───── Aangeleverde tekst

Waar vier je het Avondmaal? In de kerk of bij mensen thuis? Als gemeente of ook op conferenties en congressen? In Nederland is men binnen de protestants-gereformeerde kerken vanaf het allereerste begin (1570) erg terughoudend geweest met het vieren van het Avondmaal buiten de kerkdiensten om. Dat is voor een deel terecht, denk ik. Het Avondmaal is geen maaltijd van christenen, maar een maaltijd van de christelijke gemeente. Samen als gemeente vieren we dat Jezus onze Heer er zijn leven voor over had om ons weer met God te verzoenen. En dat Hij zijn Heilige Geest gegeven heeft om ons te motiveren tot een nieuw, christelijk leven. Het past dan niet zo goed om ‘kerkje te spelen’ op allerlei plekken waar christenen bij elkaar komen, vind ik. Maar hoe zit het met gemeenteleden die niet meer in de kerk kunnen komen? Kunnen zij het Avondmaal aan huis ontvangen?
In onze gemeente is het al zo’n 15 jaar mogelijk dat gemeenteleden die ernstig ziek zijn of langdurig aan huis gebonden zijn het Avondmaal thuis vieren als zij dat willen. Dat was, zo rond 2000, een nieuwe ontwikkeling. Ruim 400 jaar golden de volgende argumenten om het ‘Avondmaal aan huis’ niet te stimuleren: a) de viering van het Avondmaal moet in de gemeente plaats vinden; b) het ontvangen van het Avondmaal is niet noodzakelijk om behouden te worden; c) de werking van het Avondmaal komt, dankzij de Heilige Geest, ook ten goede aan gemeenteleden die het Avondmaal niet kunnen meevieren.

──────────
───── Datasetfragmenten

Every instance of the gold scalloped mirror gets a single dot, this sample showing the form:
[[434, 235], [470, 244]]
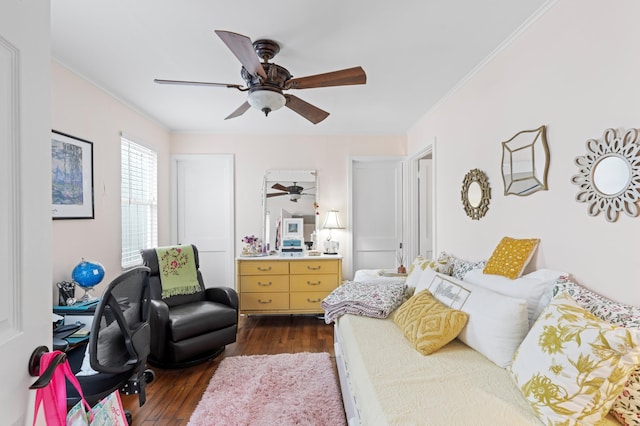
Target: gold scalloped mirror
[[475, 194], [609, 174]]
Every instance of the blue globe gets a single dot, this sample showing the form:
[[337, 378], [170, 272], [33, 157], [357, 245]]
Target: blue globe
[[87, 274]]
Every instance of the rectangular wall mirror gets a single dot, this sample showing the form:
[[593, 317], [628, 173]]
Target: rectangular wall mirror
[[288, 194]]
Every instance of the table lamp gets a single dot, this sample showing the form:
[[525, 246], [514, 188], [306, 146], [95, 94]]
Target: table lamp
[[331, 221]]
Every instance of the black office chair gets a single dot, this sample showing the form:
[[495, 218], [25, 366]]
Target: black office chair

──────────

* Opdrachten *
[a] Noem alle argumenten die volgens de tekst over het Avondmaal aan huis ruim 400 jaar golden om het 'Avondmaal aan huis' niet te stimuleren.
[b] Beantwoord op basis van de tekst over het Avondmaal aan huis:
(i) Vanaf welk jaar is men in Nederland binnen de protestants-gereformeerde kerken terughoudend geweest met het vieren van het Avondmaal buiten de kerkdiensten om?
(ii) Van wie is het Avondmaal volgens de tekst een maaltijd?
(iii) Hoe lang is het in de genoemde gemeente al mogelijk dat ernstig zieke of langdurig aan huis gebonden gemeenteleden het Avondmaal thuis vieren?
[c] Vertaal de zin "Het Avondmaal is geen maaltijd van christenen, maar een maaltijd van de christelijke gemeente." uit de tekst over het Avondmaal aan huis in het Engels.

* Juiste antwoorden *
[a]
a) De viering van het Avondmaal moet in de gemeente plaats vinden.
b) Het ontvangen van het Avondmaal is niet noodzakelijk om behouden te worden.
c) De werking van het Avondmaal komt, dankzij de Heilige Geest, ook ten goede aan gemeenteleden die het Avondmaal niet kunnen meevieren.

[b]
(i) Vanaf 1570.
(ii) Van de christelijke gemeente.
(iii) Al zo'n 15 jaar.

[c] The Lord's Supper is not a meal of Christians, but a meal of the Christian congregation.